— BEGIN Article —

Sophie Wells: ‘The Postmodernist’s Guide to the Selfie’ (2015)
The following text is by final year Photography BA(Hons) student 2014-15 Sophie Wells (graduated 2015) which was originally published in the 2015 degree show catalogue. You can find out more about Sophie on her website.
Sophie has chosen this work by Catherine Balet to accompany her piece.
The word ‘selfie’ has become a recent phenomena which, until a few years ago, was left within the obscurities of the internet. Today it is a fully established term, even included within the Oxford English Dictionary, defining it as a ‘photograph that one has taken of oneself, typically one taken with a smartphone or webcam and uploaded to a social media website’. (Oxford, 2015) I feel that such a definition will not satisfy the postmodernist thinker and so I have conducted this short guide.
The mobile phone is the camera of choice for the instigator of the selfie. Its appeal being the ease to upload such photographs to social media: the outcome being a continuous increase to the abundance of images floating in cyberspace. Once uploaded onto the internet, the selfie may be reproduced and copied countless times and so becomes a simulacrum of the subject’s self. It is no longer a mere simulation because the likeness precedes even the essence of the subject.
Not only does the photographer perform the act of uploading but they become the uploaded as the subject not only becomes the object but also the instigator of the photograph. It is a self infliction which one could compare to suicide (the killer is also the killed). Yet with the selfie, the death of the individual gives way to the birth of the image. The subject of the selfie, either knowingly or not, allows their identity to be destroyed through the photograph. The photograph is limited to representation, it is incapable of holding the true nature of its subject and open to whichever interpretation the viewer places upon it. Neil Postman explained that, ‘unlike words and sentences, the photograph does not present to us an idea or concept about the world, except as we use language itself to convert the image to idea.’ (Postman, 1985, p. 73)

— END Article —
— BEGIN Data —

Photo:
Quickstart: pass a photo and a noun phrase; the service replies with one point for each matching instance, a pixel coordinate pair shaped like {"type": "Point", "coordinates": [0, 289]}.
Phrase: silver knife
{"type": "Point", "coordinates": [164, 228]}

— END Data —

**The problem**
Print the selfie essay's passage starting with the words containing "Sophie has chosen" and ending with "this short guide.", with nothing altered. The data can be left aside entirely.

**Written answer**
Sophie has chosen this work by Catherine Balet to accompany her piece.
The word ‘selfie’ has become a recent phenomena which, until a few years ago, was left within the obscurities of the internet. Today it is a fully established term, even included within the Oxford English Dictionary, defining it as a ‘photograph that one has taken of oneself, typically one taken with a smartphone or webcam and uploaded to a social media website’. (Oxford, 2015) I feel that such a definition will not satisfy the postmodernist thinker and so I have conducted this short guide.